> **DATA UNDER STUDY**

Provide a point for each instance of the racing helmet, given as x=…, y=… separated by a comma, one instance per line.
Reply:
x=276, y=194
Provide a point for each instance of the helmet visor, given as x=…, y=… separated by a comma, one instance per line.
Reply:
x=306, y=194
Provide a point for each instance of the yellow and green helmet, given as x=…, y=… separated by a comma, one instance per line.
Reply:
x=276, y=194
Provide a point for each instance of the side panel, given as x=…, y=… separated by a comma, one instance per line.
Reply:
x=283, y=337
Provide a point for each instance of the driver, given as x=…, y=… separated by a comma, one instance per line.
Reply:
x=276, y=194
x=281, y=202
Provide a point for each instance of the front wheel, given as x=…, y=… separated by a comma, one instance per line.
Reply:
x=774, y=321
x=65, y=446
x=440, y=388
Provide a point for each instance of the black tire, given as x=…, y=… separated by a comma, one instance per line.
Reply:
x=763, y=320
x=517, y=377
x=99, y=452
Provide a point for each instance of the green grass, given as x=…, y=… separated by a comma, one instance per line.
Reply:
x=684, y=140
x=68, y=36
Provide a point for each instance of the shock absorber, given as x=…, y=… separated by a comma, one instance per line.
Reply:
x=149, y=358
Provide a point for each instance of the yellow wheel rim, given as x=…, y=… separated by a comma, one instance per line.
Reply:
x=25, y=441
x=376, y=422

* * *

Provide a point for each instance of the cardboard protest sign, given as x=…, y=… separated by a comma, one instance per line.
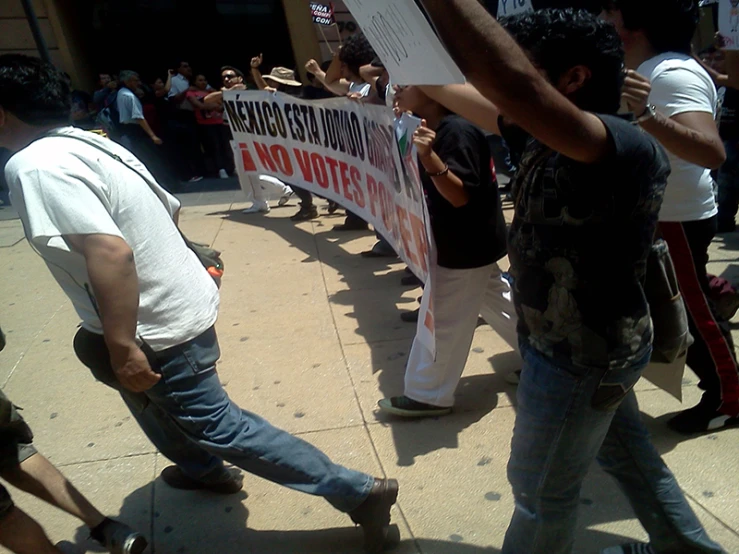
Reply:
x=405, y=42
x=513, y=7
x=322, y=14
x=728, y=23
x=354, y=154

> **WORK TASK**
Every line above that includes the word "wheel" should be listed.

> **OUTPUT OF THE EXERCISE**
Provide a point for each instance of the front wheel, given as x=…, y=… separated by a comma, one instance per line.
Provide a point for each instance of the yellow wheel rim, given as x=…, y=… separated by a comma, one instance per line.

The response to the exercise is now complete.